Your goal:
The entries that follow should be written out exactly.

(Coordinate annotation entries)

= = = = =

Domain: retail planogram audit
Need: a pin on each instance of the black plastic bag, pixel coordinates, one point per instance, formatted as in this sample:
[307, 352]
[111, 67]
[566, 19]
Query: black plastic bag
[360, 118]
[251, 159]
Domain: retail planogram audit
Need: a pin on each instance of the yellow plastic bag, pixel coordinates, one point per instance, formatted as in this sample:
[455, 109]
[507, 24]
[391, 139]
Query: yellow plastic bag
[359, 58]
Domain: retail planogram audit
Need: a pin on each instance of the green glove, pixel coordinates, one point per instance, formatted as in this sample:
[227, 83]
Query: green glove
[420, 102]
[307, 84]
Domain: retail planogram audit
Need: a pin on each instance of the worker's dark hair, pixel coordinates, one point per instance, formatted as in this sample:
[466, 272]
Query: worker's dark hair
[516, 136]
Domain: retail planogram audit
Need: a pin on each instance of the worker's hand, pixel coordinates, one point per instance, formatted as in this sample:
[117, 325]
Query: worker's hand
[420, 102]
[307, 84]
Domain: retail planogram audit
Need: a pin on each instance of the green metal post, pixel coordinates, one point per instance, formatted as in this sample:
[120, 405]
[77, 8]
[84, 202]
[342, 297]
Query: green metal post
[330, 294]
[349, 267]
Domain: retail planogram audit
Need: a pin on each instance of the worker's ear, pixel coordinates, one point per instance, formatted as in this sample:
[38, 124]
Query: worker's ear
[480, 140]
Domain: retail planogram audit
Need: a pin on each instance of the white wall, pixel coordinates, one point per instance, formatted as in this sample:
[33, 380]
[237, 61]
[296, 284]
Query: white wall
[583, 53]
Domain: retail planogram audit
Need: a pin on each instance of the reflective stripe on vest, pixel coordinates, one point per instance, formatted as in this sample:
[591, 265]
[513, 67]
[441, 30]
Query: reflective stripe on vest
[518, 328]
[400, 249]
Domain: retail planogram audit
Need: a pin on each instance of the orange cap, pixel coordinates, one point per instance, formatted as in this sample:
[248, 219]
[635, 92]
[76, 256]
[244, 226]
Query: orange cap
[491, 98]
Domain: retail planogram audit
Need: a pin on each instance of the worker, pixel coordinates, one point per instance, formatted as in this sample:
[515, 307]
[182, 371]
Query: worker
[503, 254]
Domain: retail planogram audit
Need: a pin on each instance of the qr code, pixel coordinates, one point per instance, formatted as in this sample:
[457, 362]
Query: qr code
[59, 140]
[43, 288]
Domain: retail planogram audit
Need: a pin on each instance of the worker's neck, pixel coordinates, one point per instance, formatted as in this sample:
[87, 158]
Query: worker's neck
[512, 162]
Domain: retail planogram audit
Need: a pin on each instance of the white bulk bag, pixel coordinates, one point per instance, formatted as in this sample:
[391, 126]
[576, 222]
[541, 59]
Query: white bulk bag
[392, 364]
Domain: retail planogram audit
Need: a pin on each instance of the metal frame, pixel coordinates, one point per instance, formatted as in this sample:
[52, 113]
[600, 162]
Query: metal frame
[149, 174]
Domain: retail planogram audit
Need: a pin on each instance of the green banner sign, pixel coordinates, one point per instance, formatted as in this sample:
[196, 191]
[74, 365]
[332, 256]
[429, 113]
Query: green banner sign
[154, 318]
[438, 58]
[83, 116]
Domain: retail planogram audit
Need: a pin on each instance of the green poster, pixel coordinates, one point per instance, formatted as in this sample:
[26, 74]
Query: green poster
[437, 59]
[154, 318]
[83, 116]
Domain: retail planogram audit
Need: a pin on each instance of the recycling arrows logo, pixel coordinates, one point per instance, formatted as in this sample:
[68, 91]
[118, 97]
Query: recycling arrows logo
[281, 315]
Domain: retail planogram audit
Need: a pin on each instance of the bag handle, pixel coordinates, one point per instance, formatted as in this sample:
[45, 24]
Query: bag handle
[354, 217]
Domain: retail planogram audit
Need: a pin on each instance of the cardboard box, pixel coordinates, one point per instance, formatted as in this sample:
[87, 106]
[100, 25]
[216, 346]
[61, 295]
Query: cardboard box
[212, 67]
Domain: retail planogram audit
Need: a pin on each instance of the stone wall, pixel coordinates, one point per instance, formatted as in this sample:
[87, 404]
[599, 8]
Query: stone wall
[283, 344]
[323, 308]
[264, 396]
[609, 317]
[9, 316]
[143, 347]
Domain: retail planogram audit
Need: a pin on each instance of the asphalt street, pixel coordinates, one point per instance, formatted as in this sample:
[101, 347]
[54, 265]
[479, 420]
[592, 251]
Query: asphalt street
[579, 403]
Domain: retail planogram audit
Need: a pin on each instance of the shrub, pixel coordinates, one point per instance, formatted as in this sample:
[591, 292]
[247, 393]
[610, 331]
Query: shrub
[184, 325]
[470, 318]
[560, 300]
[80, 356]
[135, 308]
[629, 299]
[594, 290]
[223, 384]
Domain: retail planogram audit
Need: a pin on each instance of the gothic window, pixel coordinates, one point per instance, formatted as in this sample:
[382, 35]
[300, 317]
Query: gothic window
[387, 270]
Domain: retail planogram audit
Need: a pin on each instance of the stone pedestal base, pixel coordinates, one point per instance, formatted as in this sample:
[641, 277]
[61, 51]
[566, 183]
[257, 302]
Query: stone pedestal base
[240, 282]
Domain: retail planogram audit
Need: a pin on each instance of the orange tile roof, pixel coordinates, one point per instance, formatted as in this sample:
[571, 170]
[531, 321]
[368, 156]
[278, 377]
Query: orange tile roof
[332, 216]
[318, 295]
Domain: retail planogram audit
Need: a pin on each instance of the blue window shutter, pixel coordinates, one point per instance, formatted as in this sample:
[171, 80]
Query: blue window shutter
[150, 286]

= = = = =

Correct output:
Domain: retail planogram audit
Need: a pin on each instance of the black plastic bag, pixel coordinates, one point per instance, formatted as in this sample:
[307, 352]
[111, 67]
[566, 19]
Query: black plastic bag
[360, 118]
[251, 159]
Domain: retail planogram audit
Need: a pin on each instance of the yellow plastic bag, pixel coordinates, one point per instance, formatted as in this sample:
[455, 109]
[507, 24]
[391, 139]
Query: yellow plastic bag
[359, 58]
Domain: retail planogram audit
Need: a pin on each instance of the green glove, pixel coordinates, one point per instance, formatted as in this sample:
[227, 83]
Query: green glove
[420, 102]
[307, 84]
Domain: retail planogram audit
Need: a pin on each instance of the worker's dark hair, pixel coordinates, one point per instance, formatted as in this sample:
[466, 272]
Query: worker's dark hair
[516, 136]
Domain: retail planogram audit
Need: a pin on each instance of the worker's hand, pixel coordinates, one point per instance, formatted as in this sample:
[117, 325]
Query: worker's hand
[420, 102]
[307, 84]
Domain: retail planogram audit
Need: a pin on each instance of the green metal post, pixel coordinates, one point per instance, formatted as in this sample:
[120, 405]
[77, 8]
[84, 202]
[342, 297]
Query: green metal post
[330, 294]
[349, 267]
Domain: retail planogram audit
Need: a pin on each instance of the worker's ear, pixel coordinates, one point per instance, formatted as in this sample:
[38, 124]
Query: worker's ear
[480, 140]
Domain: retail planogram audit
Need: a pin on each instance of the white wall, pixel coordinates, one point per instance, formatted as in this sample:
[33, 380]
[237, 61]
[296, 284]
Query: white wall
[583, 53]
Domain: retail planogram audit
Need: a pin on each instance of the reflective stripe on vest, pixel coordinates, one point per instance, formatted as in this sample:
[591, 265]
[513, 67]
[441, 30]
Query: reflective stripe on vest
[518, 328]
[400, 249]
Domain: retail planogram audit
Need: a pin on each instance of the orange cap, pixel coordinates, one point per instance, formatted as in this sample:
[248, 219]
[635, 92]
[76, 256]
[244, 226]
Query: orange cap
[491, 98]
Domain: retail planogram audit
Need: a pin on each instance of the worker, pixel coordinates, one point per instance, formatted as in this sample:
[515, 307]
[182, 371]
Query: worker
[503, 254]
Domain: retail planogram audit
Need: a pin on each instance of the qr code, pixel coordinates, one point per instance, formatted as in this sample:
[457, 362]
Query: qr code
[59, 140]
[43, 288]
Domain: retail planogram audit
Need: a pin on each instance of the worker's neck, pixel coordinates, one point per instance, formatted as in this sample:
[87, 158]
Query: worker's neck
[512, 162]
Domain: retail planogram audit
Need: a pin on each instance of the white bulk bag, pixel coordinates, one point per instance, formatted as in this sample:
[391, 126]
[576, 222]
[541, 59]
Query: white bulk bag
[392, 364]
Domain: retail planogram audit
Need: a pin on each instance of the metal frame, pixel coordinates, one point per instance, formatted as in this sample:
[52, 113]
[600, 162]
Query: metal frame
[149, 174]
Domain: retail planogram audit
Need: a pin on each instance of the green banner sign, pixel coordinates, one point per instance, formatted as in this sample:
[196, 191]
[74, 365]
[332, 256]
[429, 113]
Query: green banner sign
[154, 318]
[438, 58]
[83, 116]
Domain: retail planogram audit
Need: a pin on each instance of the green poster, pixel coordinates, one point per instance, formatted as in this sample:
[26, 74]
Query: green poster
[437, 59]
[154, 318]
[83, 116]
Domain: retail planogram audit
Need: a pin on each instance of the recycling arrows logo, pixel coordinates, one point per instance, formatted as in this sample:
[68, 91]
[118, 97]
Query: recycling arrows logo
[281, 315]
Domain: retail planogram audit
Need: a pin on each instance of the bag handle, pixel coordinates, one point per instance, formatted as in this sample:
[45, 24]
Query: bag handle
[354, 217]
Domain: retail planogram audit
Need: a pin on each instance of the cardboard box, pixel coordinates, one point per instance, formatted as in this sample:
[87, 106]
[100, 25]
[216, 346]
[61, 295]
Query: cardboard box
[212, 67]
Domain: retail planogram audit
Need: a pin on each instance of the stone wall, pixel coordinates, one point per instance, formatted as in this sample:
[87, 404]
[599, 8]
Query: stone wall
[283, 344]
[323, 308]
[264, 396]
[609, 317]
[9, 316]
[143, 347]
Domain: retail planogram audit
Need: a pin on each instance of the asphalt street, pixel coordinates, one point per instance, formatted as in this sample:
[101, 347]
[54, 265]
[479, 420]
[592, 251]
Query: asphalt street
[579, 403]
Domain: retail planogram audit
Need: a pin on each instance of the shrub, pixel coordinates, one point per instance, formatted as in this sample:
[591, 292]
[247, 393]
[610, 331]
Query: shrub
[184, 325]
[470, 318]
[560, 300]
[80, 356]
[135, 308]
[629, 299]
[594, 290]
[223, 384]
Domain: retail planogram audit
Need: a pin on each instance of the gothic window, pixel coordinates, one point per instance, formatted as in this sample:
[382, 35]
[300, 317]
Query: gothic window
[387, 270]
Domain: retail planogram audit
Need: a pin on each instance of the stone pedestal base, pixel coordinates, one point per instance, formatted as in this sample:
[641, 277]
[61, 51]
[566, 183]
[257, 302]
Query: stone pedestal base
[240, 282]
Domain: retail planogram audit
Need: a pin on each instance of the orange tile roof, pixel coordinates, one point per instance, formatted as in this sample:
[571, 170]
[531, 321]
[368, 156]
[278, 377]
Query: orange tile roof
[332, 216]
[318, 295]
Domain: retail planogram audit
Need: a pin on each instance of the blue window shutter, pixel coordinates, one point per instance, formatted as in this sample:
[171, 80]
Query: blue window shutter
[150, 286]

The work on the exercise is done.